(Metin)
# # # #

Depremler, yangınlar, savaşlar, seller ve sair felâketler karşısında gördük ki, sebepler sustu. Teknoloji ve teknik yerle bir oldu. İnsanın yardımına ne akrabası, ne tekniği, ne teknolojisi, ne zenginliği, ne malı gelebiliyor. Şu halde, herşeyi kabza-i tasarrufunda tutan, gücü, ilmi, merhameti sonsuz olan Allah’a sığınmaktan, duâ etmekten başka ne yapılabilir?
Mü’min, her zaman ve bilhassa musîbet ve felâket zamanlarında Allah’a yalvarmalı, sığınmalı, hacâtını Ona arz etmeli. Zaten, sıkıntıların hikmetlerinden birisi budur.
Duânın yapılış sebebi insanlar açısından bakıldığında; insan, içinde bulunduğu zor ve sıkıntılı durumlardan kurtulmak, kötü durumlara maruz kalmamak için Allah’ı hatırlar. Aczini ve kusurlarını samimiyetle itiraf ederek Ondan yardım ister (istiâze ve istiâne). Kötü durumdan kurtulma isteği, onu, işlediği günah ve kusurlar sebebiyle pişmanlık duymaya ve kalbini temizlemeye, Allah’ı övüp yüceltmeye, af dilemeye sevk eder (hamd, sena, tevbe, istiğfar). Bazan sıkıntıdan kurtulduğu, nimet ve rahata kavuştuğu için memnuniyetini dile getirir. Duâ, bazen tabiattaki nizam ve estetiği derinden müşahade eder; mutlak kemal, güzellik ve gerçekliği sezen kişinin içinde meydana gelen hayranlık duygularının ifadesi olur. Her halükârda duânın bu fonksiyonları yerine getirmesi ile kul her an Allah’ı zihninde tesbit etmiş olmaktadır.
Her gecenin bir sabahı, her kışın bir baharı yok mu? Her felâketten sonra bir saadet doğmaz mı? Her zorluktan sonra bir kolaylık yok mu? Sıkıntı ve ızdıraplar, dünya çapında meyveleri vermezler mi? Meselâ, havanın kararması, göğün gürlemesi, şimşeklerin çakması, peşinden “rahmetin” gelmesiyle neticelenmiyor mu? Hamile bir annenin çektiği sıkıntı ve ızdıraplar, sancılar, yavru meyvesini vermiyor mu? Fırtına ve dalgalar ilânihaye devam eder mi?

# # # #

(Veri kümesi kesiti)
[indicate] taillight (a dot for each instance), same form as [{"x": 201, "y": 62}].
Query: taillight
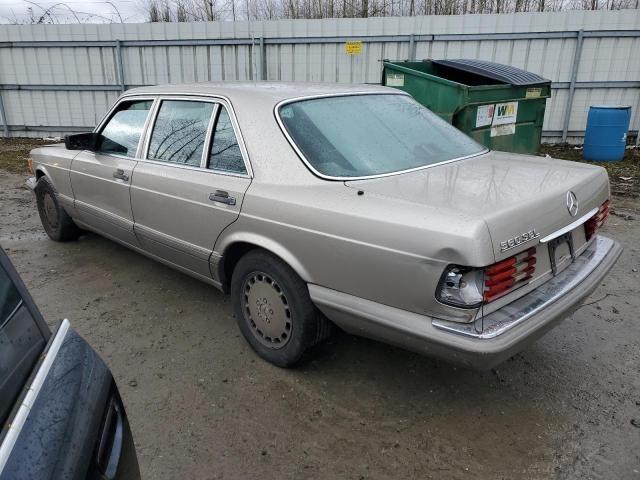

# # # #

(Verilen görev)
Metinden "Depremler, yangınlar, savaşlar, seller" sözleriyle başlayıp "hikmetlerinden birisi budur." sözlerine kadar süren bölümü harfi harfine çıkar.

(Çıktı)
Depremler, yangınlar, savaşlar, seller ve sair felâketler karşısında gördük ki, sebepler sustu. Teknoloji ve teknik yerle bir oldu. İnsanın yardımına ne akrabası, ne tekniği, ne teknolojisi, ne zenginliği, ne malı gelebiliyor. Şu halde, herşeyi kabza-i tasarrufunda tutan, gücü, ilmi, merhameti sonsuz olan Allah’a sığınmaktan, duâ etmekten başka ne yapılabilir?
Mü’min, her zaman ve bilhassa musîbet ve felâket zamanlarında Allah’a yalvarmalı, sığınmalı, hacâtını Ona arz etmeli. Zaten, sıkıntıların hikmetlerinden birisi budur.